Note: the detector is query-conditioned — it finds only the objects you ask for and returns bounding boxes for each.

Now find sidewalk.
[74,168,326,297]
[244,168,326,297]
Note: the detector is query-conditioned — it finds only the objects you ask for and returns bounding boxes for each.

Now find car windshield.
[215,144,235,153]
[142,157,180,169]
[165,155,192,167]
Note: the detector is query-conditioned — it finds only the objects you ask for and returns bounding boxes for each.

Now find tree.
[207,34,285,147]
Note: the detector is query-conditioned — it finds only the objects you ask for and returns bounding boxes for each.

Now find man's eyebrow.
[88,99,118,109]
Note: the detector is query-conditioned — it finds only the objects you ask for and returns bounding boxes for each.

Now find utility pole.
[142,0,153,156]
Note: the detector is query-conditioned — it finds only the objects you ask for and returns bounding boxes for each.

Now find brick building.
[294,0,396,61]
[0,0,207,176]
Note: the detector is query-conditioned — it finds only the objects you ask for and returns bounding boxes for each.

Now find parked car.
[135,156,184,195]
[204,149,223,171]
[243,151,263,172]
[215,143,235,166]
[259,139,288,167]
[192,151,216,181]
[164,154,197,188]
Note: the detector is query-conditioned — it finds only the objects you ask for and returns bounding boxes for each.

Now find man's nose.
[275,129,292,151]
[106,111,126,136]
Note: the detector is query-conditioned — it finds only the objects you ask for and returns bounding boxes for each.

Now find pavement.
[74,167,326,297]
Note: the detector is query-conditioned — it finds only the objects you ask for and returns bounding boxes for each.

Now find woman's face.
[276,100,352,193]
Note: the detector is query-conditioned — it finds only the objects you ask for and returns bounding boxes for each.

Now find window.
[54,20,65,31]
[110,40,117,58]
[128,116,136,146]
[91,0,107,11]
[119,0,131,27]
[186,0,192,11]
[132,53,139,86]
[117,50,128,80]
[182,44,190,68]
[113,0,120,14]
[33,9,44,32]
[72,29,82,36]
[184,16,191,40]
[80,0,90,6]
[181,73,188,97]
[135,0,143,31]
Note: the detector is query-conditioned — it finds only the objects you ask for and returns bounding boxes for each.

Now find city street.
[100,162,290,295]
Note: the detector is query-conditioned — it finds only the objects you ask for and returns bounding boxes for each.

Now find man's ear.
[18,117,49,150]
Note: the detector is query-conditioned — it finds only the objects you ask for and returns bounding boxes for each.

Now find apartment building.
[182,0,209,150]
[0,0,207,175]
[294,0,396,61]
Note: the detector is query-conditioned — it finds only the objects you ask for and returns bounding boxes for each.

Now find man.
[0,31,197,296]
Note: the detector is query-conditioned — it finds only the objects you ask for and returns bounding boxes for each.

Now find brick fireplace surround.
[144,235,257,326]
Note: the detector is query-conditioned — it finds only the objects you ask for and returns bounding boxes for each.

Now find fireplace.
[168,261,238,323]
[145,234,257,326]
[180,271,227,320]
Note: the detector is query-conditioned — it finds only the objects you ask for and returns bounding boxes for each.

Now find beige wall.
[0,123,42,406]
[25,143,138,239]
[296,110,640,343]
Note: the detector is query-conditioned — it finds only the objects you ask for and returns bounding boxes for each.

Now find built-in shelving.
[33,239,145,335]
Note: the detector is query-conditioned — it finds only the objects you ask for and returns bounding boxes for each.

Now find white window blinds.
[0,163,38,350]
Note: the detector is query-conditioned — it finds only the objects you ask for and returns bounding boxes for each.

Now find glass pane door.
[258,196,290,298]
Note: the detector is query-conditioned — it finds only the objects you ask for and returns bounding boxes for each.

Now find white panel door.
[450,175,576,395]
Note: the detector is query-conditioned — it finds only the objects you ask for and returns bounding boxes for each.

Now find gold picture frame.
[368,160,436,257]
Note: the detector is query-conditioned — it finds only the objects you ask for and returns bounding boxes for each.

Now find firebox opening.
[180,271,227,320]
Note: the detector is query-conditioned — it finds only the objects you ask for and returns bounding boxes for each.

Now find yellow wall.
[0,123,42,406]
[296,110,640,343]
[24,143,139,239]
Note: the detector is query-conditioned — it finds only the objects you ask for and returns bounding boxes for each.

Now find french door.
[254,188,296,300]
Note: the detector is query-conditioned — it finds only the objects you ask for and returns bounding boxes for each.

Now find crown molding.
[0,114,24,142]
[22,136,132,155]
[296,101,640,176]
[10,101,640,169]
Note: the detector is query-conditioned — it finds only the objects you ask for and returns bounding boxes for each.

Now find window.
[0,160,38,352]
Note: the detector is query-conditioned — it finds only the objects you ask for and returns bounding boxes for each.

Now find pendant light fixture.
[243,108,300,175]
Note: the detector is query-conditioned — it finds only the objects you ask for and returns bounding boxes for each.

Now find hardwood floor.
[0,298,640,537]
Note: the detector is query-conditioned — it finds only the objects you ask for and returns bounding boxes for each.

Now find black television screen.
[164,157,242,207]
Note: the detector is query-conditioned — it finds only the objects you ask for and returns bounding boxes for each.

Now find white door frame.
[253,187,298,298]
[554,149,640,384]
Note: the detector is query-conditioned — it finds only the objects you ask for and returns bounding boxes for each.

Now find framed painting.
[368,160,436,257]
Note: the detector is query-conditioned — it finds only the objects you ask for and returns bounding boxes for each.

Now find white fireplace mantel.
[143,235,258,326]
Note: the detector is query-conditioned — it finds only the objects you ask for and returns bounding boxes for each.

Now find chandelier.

____________________

> TASK INSTRUCTIONS: Please count the lines in the entries above that contain the word "brick", and reply with that number alone.

> RESULT: 2